§ **Your goal**: Copy the lines in the entries below exactly, starting at the line containing "Return one point for each instance of the woman" and ending with the last line of the entries, both included.

── The input

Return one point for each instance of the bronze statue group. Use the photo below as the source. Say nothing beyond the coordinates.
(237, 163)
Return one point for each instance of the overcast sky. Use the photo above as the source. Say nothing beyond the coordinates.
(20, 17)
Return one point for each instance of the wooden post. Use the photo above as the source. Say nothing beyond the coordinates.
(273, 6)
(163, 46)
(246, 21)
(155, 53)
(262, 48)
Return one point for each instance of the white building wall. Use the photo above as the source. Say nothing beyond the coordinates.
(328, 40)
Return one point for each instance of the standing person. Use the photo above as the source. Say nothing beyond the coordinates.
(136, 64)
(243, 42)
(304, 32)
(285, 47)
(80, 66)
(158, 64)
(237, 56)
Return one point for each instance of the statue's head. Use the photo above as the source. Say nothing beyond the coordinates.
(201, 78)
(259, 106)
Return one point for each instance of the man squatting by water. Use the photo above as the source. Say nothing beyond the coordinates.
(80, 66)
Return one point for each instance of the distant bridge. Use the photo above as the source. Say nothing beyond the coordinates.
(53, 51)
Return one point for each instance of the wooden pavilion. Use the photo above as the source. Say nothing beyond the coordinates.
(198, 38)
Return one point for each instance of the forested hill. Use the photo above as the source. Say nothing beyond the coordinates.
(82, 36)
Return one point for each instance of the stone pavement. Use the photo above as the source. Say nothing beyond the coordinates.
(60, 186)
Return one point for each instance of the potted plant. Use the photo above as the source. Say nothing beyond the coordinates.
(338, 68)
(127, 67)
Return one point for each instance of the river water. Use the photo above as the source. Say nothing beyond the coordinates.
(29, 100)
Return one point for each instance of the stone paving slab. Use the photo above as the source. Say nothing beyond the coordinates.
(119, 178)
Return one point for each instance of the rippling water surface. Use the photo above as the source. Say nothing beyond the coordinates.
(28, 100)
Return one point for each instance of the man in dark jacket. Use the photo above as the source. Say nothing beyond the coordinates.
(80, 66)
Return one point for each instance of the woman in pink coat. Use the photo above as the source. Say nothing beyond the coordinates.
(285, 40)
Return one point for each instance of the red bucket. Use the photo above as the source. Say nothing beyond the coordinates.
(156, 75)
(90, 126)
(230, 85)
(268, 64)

────

§ **Response to this task**:
Return one point for each instance of the woman in pink coat. Use the photo above as the source. Say nothing beyond the coordinates.
(285, 40)
Return one point for each instance of the red bucket. Use the photo above as the source. Say nothing beyond the coordinates.
(156, 75)
(90, 126)
(230, 85)
(268, 64)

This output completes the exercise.